**Source passage:**
▼

But to add to that argument, if auto-demotion is a violation of the
Law of Least Surprise, as you claim, then naming this option
merge.renames is also a violation of the Law of Least Surprise.  You
would instead need to rename it to something like
merge.recursive.renames.  (And then when a new merge strategy comes
along that also does renames, we'll need to add a merge.ort.renames.)

> It is fine, of course, to admit at this stage that the whole magic idea of
> letting merge.renames inherit from diff.renames was only half thought
> through (we're in reviewing stage right now for the purpose of weighing
> alternative approaches and trying to come up with the best solution after
> all) and that we should go with Ben's original approach, which has the
> rather huge and dramatic advantage of being very, very clear and easy to
> understand to the user. We could even document that (and why) the 'copy'
> value in merge.renames is not allowed for the time being.

It was only half thought through, yes, at least by me.  But the more I
think through it, the more I like the inheritance personally.  I see
no problem with the demotion and think the inheritance has the
advantage of being easier to understand, because I see your proposal
as causing questions like:
  - "Why does merge.renameLimit inherit from diff.renameLimit but
merge.renames doesn't from diff.renames?"

▲

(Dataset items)
▼

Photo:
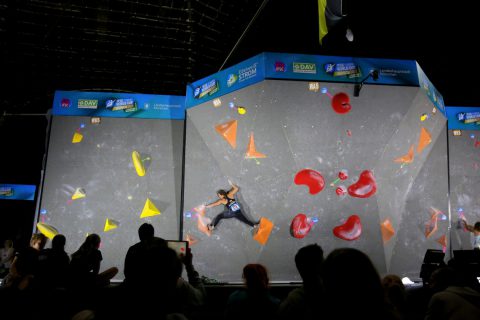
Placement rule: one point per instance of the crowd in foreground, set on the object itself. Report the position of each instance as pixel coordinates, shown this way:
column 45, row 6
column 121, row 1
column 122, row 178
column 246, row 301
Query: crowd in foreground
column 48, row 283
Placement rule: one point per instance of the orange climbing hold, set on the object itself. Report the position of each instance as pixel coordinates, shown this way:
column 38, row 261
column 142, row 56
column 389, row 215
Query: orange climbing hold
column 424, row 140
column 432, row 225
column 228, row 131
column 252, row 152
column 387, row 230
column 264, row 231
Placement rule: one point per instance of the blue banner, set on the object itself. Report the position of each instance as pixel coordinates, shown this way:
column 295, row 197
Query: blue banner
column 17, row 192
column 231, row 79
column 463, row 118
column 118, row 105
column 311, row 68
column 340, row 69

▲
▼

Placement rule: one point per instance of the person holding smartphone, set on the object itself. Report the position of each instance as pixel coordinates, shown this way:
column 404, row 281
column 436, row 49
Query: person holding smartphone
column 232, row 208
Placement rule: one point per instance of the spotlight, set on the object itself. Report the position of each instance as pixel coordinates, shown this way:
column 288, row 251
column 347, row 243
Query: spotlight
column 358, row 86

▲
▼

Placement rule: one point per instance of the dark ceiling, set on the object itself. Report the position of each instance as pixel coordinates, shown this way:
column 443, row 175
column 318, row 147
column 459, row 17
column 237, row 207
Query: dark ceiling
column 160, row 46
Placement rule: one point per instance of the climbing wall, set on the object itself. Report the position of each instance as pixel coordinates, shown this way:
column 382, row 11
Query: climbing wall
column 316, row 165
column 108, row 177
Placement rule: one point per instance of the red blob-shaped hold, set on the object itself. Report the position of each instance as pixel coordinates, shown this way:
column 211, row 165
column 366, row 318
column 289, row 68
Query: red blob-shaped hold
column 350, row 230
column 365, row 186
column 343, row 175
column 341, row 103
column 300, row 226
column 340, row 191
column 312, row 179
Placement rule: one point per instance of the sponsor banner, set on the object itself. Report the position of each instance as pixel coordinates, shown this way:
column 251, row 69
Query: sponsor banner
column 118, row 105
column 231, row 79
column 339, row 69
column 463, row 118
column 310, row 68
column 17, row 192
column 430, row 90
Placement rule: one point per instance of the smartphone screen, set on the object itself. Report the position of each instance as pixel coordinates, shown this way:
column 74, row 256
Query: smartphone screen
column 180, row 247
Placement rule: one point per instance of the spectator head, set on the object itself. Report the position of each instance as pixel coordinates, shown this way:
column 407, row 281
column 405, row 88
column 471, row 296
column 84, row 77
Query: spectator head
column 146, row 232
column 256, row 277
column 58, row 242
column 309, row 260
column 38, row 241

▲

**Requests:**
1. In the source passage, which value in merge.renames could be documented as not allowed for the time being?
2. Output everything in the source passage from "But to add to" down to "add a merge.ort.renames.)".

**Answers to the exercise:**
1. The 'copy' value.

2.
But to add to that argument, if auto-demotion is a violation of the
Law of Least Surprise, as you claim, then naming this option
merge.renames is also a violation of the Law of Least Surprise.  You
would instead need to rename it to something like
merge.recursive.renames.  (And then when a new merge strategy comes
along that also does renames, we'll need to add a merge.ort.renames.)